### Assignment
From the line containing "Question. For every instance of the slope" to the last line below, retype everything word for word.

### Data for this task
**********

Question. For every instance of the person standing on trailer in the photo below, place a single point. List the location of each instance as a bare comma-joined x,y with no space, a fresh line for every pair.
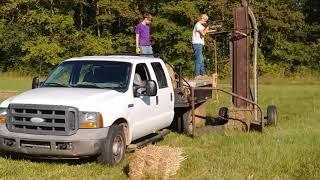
199,31
143,43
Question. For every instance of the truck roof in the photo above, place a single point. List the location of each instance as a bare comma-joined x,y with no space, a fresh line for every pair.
120,58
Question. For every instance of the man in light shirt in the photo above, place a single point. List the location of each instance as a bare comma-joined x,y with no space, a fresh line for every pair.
143,43
199,31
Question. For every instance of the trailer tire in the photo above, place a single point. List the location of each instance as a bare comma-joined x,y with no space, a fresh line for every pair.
223,115
272,115
114,147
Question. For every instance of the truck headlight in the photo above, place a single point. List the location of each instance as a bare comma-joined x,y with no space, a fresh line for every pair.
3,115
91,120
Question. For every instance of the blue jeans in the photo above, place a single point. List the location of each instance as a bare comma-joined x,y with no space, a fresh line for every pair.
199,61
146,51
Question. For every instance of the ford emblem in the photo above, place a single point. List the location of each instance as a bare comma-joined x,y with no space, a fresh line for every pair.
37,120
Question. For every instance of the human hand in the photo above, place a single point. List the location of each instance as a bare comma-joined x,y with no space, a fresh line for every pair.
137,50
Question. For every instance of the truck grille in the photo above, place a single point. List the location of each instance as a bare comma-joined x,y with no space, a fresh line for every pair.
43,119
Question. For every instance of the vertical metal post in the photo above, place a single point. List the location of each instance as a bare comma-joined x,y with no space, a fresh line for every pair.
215,74
180,74
192,111
255,62
231,62
241,57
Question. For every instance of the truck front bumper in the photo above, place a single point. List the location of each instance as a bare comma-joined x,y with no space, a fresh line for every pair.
85,143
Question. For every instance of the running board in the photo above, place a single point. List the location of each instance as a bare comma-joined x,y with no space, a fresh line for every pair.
159,136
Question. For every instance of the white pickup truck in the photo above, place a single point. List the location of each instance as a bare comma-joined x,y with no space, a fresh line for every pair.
90,106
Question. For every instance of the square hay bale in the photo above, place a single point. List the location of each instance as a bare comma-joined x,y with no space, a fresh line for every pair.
155,162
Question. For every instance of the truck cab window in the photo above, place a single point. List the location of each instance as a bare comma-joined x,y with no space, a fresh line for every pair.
161,77
141,76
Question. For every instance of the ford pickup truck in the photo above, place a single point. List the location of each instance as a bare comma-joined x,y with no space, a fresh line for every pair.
91,106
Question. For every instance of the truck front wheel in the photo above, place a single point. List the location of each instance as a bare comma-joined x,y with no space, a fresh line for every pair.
114,146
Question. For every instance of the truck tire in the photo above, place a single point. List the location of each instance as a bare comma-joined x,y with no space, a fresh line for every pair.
114,147
272,115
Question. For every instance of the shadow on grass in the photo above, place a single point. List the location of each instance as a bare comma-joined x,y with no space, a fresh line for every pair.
54,160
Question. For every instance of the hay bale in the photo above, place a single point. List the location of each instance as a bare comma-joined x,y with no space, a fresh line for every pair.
155,162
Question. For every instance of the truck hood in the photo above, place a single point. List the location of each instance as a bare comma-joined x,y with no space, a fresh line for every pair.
65,96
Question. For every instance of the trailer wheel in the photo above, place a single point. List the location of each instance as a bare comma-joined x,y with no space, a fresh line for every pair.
272,115
114,147
223,115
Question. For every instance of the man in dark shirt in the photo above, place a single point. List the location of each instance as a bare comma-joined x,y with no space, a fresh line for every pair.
143,43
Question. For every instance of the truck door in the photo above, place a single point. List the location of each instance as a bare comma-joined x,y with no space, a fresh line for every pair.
164,98
143,107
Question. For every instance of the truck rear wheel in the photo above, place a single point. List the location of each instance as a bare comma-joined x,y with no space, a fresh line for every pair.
114,147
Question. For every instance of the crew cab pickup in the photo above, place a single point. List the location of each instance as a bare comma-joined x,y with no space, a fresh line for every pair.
90,106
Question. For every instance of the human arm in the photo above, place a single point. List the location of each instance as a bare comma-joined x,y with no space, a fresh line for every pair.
203,32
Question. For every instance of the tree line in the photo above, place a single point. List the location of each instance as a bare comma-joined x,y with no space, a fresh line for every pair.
35,35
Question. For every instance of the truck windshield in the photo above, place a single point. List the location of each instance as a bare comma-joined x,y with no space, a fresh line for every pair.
90,74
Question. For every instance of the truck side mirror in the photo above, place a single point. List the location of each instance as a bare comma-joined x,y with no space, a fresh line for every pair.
35,82
151,87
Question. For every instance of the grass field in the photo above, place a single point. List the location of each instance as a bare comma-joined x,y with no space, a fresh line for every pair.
289,151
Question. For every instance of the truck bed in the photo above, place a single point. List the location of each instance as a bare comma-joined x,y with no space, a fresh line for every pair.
183,94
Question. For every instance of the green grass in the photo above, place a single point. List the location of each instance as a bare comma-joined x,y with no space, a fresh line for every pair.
289,151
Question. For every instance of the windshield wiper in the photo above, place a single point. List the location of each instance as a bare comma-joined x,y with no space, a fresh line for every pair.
55,85
86,86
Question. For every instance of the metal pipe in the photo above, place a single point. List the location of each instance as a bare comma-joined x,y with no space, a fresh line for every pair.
192,111
232,94
255,61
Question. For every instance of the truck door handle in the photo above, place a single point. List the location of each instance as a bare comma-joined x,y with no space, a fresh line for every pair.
157,100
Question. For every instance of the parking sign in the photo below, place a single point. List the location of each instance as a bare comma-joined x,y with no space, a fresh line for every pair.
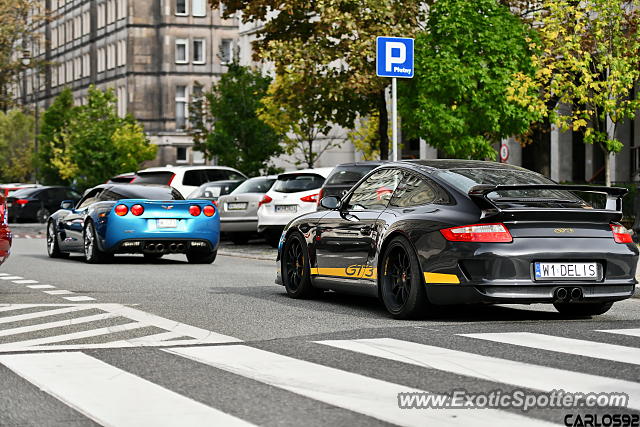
394,57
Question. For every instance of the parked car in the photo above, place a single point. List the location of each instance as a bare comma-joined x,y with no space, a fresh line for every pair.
9,189
37,204
293,194
213,190
239,210
123,178
5,232
153,220
186,179
344,177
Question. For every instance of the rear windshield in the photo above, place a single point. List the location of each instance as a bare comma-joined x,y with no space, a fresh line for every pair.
348,175
161,178
465,179
255,185
298,182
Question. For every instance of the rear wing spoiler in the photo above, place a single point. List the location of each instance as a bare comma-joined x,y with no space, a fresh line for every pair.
612,211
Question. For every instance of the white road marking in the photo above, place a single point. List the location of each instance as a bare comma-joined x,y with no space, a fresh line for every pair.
27,316
358,393
186,334
59,324
111,396
489,368
79,299
628,332
597,350
58,292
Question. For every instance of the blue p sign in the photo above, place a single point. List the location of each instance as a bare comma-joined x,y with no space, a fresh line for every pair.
394,57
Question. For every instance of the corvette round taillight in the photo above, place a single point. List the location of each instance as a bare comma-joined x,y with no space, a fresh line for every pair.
121,210
137,210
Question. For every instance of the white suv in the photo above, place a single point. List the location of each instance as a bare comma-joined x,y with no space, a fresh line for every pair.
293,194
186,179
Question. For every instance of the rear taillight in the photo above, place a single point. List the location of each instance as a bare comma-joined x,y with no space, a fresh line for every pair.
265,200
121,210
320,195
313,198
621,234
137,210
478,233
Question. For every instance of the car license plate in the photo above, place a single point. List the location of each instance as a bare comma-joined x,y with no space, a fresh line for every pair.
286,208
167,223
567,270
240,206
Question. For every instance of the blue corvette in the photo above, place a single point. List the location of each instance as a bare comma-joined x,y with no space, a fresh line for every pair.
153,220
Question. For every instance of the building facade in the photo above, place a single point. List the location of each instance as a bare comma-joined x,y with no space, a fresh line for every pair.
155,54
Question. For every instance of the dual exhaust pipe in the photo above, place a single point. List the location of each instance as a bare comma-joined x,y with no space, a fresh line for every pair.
568,294
161,248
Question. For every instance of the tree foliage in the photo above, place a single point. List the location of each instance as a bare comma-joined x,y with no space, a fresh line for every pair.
54,120
97,143
465,62
16,146
588,56
225,124
333,42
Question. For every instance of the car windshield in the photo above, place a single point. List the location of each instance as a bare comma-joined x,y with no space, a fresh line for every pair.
294,183
161,178
466,178
255,185
348,175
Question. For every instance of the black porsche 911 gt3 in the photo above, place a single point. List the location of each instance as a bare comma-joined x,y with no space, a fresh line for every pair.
417,233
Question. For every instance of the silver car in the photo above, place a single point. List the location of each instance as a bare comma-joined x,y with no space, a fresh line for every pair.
239,209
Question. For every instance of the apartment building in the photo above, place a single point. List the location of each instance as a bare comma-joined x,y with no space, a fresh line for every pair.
155,54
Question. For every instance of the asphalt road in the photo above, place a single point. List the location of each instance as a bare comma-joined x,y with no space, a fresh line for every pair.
168,343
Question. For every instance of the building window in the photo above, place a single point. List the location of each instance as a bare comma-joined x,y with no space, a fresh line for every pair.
182,51
199,7
198,51
181,7
225,51
181,154
181,107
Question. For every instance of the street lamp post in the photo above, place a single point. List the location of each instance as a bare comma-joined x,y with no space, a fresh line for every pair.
35,89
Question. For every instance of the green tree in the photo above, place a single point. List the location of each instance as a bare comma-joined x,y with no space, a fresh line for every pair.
54,120
225,124
97,143
333,41
465,61
16,146
588,57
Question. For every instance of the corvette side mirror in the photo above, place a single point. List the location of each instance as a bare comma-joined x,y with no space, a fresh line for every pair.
330,202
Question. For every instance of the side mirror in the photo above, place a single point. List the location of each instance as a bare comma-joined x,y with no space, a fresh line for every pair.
67,204
330,202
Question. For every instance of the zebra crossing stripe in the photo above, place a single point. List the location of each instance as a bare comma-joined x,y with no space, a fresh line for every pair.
489,368
597,350
111,396
368,396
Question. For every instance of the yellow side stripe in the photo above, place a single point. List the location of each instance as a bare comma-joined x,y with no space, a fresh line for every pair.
440,278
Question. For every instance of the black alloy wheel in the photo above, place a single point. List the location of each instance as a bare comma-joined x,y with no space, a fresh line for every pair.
402,285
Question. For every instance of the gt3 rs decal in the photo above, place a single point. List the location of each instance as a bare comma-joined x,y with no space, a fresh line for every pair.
355,271
440,278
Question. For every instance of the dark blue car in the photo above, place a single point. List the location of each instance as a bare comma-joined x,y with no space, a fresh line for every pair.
153,220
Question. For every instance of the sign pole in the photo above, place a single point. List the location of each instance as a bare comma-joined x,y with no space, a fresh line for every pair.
394,117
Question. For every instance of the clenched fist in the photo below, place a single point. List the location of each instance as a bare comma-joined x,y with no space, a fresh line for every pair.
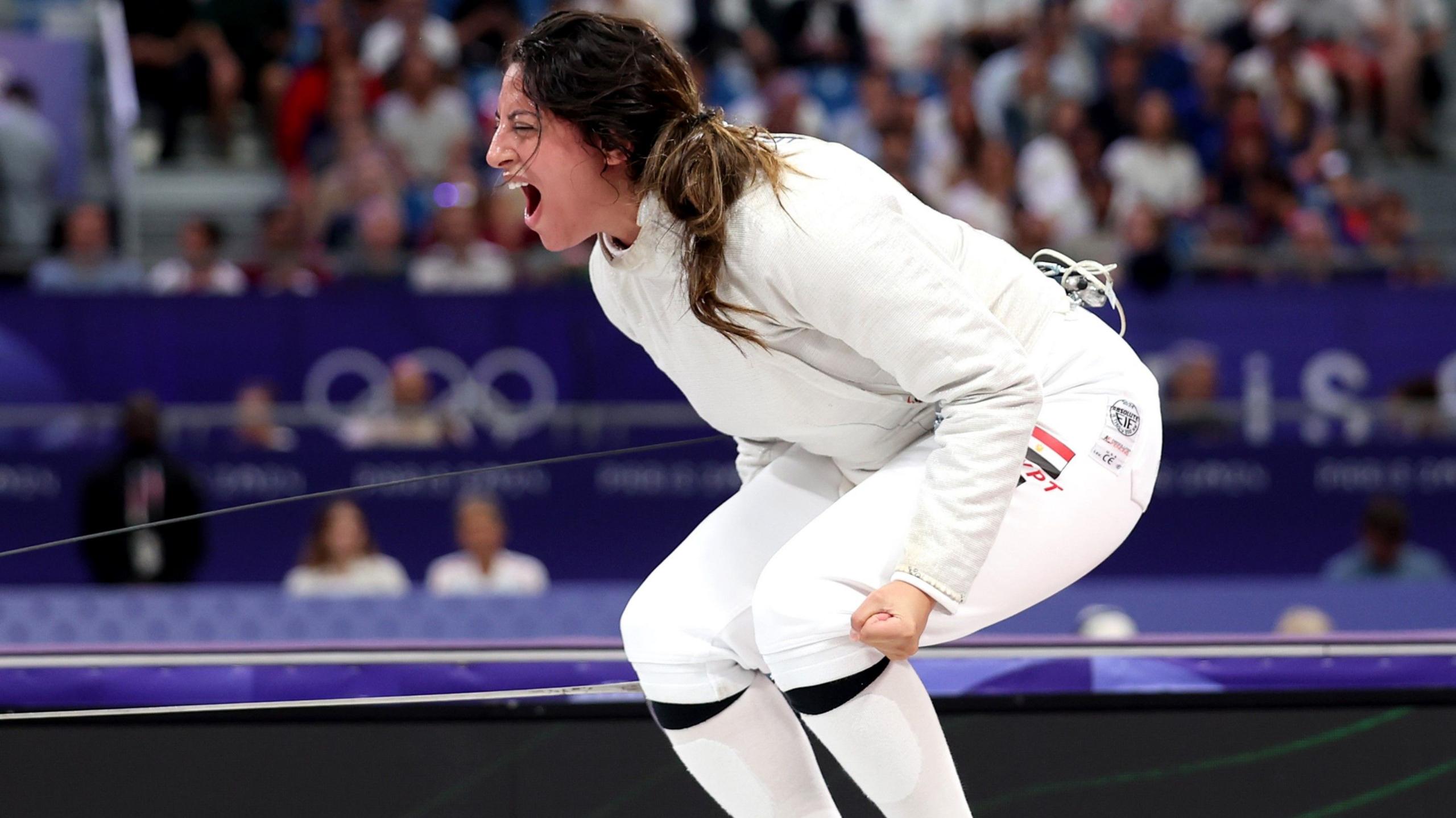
893,619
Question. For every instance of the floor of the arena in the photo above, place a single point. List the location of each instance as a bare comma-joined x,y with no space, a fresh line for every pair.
1152,726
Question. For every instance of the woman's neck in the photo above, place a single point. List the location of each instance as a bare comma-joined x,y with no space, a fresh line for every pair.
621,220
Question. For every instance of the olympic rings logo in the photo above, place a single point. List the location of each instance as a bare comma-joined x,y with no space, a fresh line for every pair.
471,391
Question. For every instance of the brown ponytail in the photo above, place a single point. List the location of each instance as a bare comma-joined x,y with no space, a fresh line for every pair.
628,89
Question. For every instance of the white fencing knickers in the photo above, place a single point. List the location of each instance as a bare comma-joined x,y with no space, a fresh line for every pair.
769,580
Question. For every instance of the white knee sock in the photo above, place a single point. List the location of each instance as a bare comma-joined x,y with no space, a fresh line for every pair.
890,741
755,759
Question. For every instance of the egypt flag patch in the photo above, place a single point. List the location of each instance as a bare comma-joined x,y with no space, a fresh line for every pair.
1046,459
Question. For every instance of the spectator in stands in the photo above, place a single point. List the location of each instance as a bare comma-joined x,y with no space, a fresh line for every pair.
484,565
1205,102
183,63
405,25
484,28
28,156
822,32
1155,168
342,559
362,177
784,107
255,425
1282,50
411,420
1304,621
86,264
461,261
286,261
428,123
1408,40
1049,180
324,98
1114,113
142,484
859,126
378,254
983,191
1384,551
257,32
198,268
1014,105
1192,377
1392,247
906,37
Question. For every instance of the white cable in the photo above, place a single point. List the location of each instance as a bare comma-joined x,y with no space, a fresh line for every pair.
1097,274
299,704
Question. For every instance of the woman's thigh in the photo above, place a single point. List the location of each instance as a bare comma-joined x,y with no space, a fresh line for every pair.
1065,517
695,606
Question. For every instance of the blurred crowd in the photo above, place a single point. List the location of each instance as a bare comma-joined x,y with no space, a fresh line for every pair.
1183,139
144,482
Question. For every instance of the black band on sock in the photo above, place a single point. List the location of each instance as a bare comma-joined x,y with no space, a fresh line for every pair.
683,717
823,697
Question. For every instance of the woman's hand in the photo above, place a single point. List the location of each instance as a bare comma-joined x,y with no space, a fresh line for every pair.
893,619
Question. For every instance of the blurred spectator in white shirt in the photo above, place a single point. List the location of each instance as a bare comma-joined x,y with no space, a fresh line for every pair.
425,121
1280,44
1060,66
784,107
1049,180
411,420
341,559
86,264
905,35
672,18
198,269
1153,168
484,565
28,155
461,261
983,190
257,429
410,24
378,251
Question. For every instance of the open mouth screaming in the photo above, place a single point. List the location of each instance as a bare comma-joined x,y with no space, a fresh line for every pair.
533,200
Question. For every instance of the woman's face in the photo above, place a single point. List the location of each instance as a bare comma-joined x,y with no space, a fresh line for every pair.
567,182
344,538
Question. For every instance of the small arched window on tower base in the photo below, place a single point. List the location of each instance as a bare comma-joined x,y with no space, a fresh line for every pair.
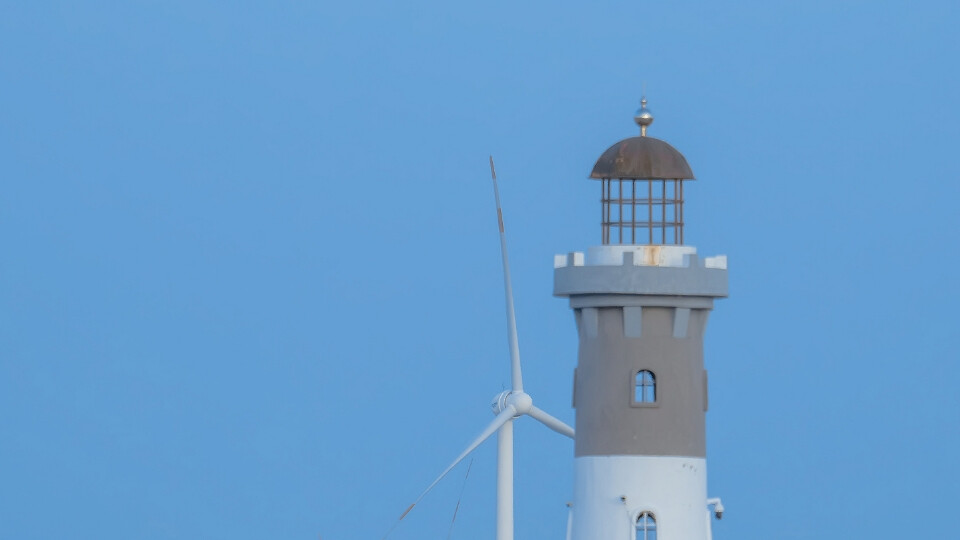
644,388
646,526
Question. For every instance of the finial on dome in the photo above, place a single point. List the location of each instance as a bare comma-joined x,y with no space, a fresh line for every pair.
643,117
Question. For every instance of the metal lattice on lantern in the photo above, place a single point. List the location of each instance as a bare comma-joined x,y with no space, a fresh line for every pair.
642,188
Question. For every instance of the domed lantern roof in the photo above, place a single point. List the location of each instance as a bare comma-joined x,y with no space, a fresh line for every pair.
642,188
642,158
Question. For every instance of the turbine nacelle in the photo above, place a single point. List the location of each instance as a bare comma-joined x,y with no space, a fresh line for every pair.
521,402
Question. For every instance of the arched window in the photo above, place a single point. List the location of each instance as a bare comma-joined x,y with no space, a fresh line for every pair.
645,387
646,526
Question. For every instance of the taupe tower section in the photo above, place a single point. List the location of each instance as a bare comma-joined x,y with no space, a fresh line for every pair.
641,302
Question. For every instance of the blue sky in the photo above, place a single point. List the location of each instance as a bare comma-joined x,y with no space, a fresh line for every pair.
250,283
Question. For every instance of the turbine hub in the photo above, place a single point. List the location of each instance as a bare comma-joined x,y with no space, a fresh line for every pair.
521,402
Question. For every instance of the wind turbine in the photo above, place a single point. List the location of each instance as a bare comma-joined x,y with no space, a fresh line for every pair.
507,406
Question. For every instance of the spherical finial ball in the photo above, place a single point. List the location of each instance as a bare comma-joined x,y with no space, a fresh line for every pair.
643,117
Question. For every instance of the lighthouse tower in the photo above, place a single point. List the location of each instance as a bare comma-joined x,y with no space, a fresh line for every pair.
641,301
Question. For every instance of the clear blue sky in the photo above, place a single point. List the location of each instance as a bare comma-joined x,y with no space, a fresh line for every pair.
249,270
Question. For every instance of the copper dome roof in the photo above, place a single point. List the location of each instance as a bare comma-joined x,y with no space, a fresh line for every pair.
642,158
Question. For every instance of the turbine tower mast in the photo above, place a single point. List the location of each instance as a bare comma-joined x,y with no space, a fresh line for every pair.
641,301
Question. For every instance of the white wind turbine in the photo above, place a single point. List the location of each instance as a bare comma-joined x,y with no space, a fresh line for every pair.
507,405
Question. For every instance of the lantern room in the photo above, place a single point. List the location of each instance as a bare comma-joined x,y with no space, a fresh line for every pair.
641,180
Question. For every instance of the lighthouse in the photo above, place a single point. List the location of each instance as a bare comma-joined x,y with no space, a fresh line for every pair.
641,299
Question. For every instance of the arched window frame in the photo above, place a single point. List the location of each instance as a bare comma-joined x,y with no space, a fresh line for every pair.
645,526
643,390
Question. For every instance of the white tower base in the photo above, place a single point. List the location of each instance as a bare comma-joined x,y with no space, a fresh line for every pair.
611,491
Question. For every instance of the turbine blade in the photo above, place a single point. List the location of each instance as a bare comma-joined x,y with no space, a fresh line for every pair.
553,423
505,416
516,377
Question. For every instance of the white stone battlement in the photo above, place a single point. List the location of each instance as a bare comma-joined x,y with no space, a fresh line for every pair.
619,255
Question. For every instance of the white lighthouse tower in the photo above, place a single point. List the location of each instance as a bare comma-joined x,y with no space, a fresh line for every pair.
641,301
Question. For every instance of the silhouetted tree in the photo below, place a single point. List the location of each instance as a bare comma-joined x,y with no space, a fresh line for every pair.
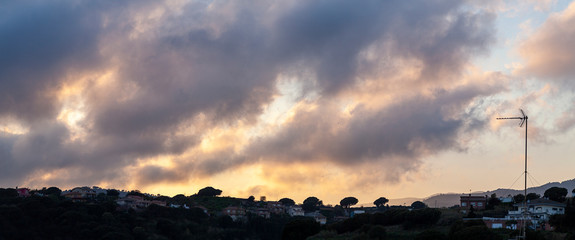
348,201
556,194
209,192
518,198
287,201
380,202
136,193
52,191
112,193
311,204
418,205
532,196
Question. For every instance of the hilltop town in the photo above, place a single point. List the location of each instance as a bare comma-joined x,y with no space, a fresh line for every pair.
97,213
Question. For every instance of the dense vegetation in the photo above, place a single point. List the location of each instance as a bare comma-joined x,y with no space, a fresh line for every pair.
48,215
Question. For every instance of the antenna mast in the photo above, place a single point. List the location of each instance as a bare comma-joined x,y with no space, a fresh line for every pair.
523,119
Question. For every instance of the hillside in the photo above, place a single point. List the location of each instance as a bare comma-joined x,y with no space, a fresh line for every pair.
450,199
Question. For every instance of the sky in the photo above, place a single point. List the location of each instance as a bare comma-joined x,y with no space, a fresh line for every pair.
286,98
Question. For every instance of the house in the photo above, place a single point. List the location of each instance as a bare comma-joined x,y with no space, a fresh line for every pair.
137,202
295,211
275,207
262,212
356,212
477,202
80,194
535,213
318,217
23,192
538,209
236,213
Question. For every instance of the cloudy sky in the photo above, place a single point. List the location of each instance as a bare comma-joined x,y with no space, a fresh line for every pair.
286,98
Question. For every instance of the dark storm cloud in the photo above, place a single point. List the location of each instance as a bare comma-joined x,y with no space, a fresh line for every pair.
407,130
41,42
221,68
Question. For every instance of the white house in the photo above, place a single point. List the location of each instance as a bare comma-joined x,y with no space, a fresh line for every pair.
318,217
295,211
538,209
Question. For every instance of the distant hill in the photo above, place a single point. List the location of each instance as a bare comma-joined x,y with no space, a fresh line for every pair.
451,199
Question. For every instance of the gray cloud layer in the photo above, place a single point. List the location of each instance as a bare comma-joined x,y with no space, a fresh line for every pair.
195,68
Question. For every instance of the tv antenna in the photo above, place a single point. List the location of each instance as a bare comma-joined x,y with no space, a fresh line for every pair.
523,119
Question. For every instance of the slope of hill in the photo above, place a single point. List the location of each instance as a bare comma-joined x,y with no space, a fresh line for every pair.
450,199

**********

### Finished exercise
Question. For every instance of the slope of hill in the photo above, place a single point. List the location of each instance as a bare comma-joined x,y with no space, a fresh line for every pair.
450,199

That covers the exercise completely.